> **WHAT NEEDS TO BE DONE**
In the data that follows, find the line containing "The component shall return one point per instance of the white"; then quote that line and every line after it, exactly, through the last one.

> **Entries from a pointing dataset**
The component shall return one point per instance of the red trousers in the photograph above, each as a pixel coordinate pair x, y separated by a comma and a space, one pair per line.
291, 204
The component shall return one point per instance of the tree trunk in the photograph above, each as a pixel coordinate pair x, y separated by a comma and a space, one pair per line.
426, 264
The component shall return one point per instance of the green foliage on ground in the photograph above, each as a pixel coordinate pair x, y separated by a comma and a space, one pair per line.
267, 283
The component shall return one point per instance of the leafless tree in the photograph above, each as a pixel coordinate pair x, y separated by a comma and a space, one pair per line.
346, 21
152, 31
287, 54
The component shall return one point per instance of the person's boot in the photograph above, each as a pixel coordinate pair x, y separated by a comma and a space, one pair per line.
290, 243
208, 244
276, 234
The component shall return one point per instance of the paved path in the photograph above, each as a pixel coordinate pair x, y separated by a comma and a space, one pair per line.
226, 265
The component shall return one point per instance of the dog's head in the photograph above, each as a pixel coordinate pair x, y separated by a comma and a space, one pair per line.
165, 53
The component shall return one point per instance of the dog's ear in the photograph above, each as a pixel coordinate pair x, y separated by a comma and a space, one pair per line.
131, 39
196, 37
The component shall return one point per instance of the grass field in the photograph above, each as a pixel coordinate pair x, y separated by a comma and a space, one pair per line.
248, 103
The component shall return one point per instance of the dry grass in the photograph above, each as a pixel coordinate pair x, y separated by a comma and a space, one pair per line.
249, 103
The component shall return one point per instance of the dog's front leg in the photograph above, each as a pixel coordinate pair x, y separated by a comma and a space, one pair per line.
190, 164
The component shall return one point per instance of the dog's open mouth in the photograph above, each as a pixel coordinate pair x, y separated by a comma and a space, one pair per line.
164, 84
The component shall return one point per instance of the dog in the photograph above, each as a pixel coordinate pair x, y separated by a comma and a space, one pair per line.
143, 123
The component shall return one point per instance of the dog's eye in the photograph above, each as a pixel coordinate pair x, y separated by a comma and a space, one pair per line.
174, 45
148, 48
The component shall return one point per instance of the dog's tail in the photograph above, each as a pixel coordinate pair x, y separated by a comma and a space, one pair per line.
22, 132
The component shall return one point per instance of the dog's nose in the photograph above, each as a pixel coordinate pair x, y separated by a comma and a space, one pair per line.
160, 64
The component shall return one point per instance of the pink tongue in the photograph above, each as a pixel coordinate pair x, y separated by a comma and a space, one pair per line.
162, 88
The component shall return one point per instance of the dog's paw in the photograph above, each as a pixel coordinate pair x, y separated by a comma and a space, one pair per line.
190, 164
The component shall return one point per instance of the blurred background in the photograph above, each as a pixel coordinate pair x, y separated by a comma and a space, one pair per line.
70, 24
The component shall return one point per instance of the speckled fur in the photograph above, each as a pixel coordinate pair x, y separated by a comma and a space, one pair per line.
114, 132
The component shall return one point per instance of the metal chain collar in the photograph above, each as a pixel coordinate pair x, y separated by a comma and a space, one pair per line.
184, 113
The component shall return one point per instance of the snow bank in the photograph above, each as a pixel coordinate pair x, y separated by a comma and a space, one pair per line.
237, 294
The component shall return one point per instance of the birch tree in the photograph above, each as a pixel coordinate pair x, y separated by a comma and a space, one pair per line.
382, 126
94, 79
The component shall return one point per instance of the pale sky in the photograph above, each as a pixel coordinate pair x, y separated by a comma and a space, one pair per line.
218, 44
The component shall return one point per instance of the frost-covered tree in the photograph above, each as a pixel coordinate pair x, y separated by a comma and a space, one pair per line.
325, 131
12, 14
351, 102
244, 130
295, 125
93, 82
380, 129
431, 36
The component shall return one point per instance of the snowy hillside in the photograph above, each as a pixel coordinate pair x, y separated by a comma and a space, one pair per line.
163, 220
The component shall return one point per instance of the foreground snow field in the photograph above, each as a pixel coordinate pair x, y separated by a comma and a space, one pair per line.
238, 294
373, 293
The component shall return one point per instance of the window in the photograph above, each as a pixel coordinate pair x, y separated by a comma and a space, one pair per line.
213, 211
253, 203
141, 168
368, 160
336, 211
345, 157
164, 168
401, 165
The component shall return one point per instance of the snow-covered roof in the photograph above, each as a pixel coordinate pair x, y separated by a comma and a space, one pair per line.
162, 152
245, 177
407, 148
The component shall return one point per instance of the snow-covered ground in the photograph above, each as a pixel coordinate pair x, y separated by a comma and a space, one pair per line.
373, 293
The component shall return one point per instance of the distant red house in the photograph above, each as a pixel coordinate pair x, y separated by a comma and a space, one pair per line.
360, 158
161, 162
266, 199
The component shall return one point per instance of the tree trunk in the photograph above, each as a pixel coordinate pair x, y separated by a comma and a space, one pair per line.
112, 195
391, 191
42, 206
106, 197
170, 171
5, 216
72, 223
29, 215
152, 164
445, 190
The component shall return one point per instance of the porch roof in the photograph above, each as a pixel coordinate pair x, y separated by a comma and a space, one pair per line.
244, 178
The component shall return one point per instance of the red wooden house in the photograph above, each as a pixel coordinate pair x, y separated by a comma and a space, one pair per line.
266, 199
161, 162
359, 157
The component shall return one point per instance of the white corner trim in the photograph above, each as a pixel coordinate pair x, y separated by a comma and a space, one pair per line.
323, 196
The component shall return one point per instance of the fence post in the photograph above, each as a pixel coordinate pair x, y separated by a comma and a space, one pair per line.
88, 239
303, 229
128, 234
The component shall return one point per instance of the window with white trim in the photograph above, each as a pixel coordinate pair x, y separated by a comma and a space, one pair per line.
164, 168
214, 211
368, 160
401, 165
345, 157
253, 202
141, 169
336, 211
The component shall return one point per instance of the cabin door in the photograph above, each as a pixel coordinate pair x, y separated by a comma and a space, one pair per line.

> **ANSWER TO THE TASK**
The component shall return one point per instance of the white corner trim in the photograph above, each as a pixel coordinate pair x, y separated by a comma and a space, one pair per line.
323, 196
The component shall return one point per instance of the fence post in the photograph above, each as a pixel coordinate pair x, y separated by a comma and a space, one pair per line.
88, 239
303, 229
128, 234
The component shall return one point per instance of the window with white trim in the photograph above, each as a pixel coordinate pair x, y separated by a comma and a space, one pair per line.
164, 168
214, 211
368, 160
401, 165
345, 157
253, 202
141, 169
336, 211
The component shall return one point per instance of the cabin door in the photograph above, each as a pixel coordinate pair x, y separated by a comma and a space, one pair per line.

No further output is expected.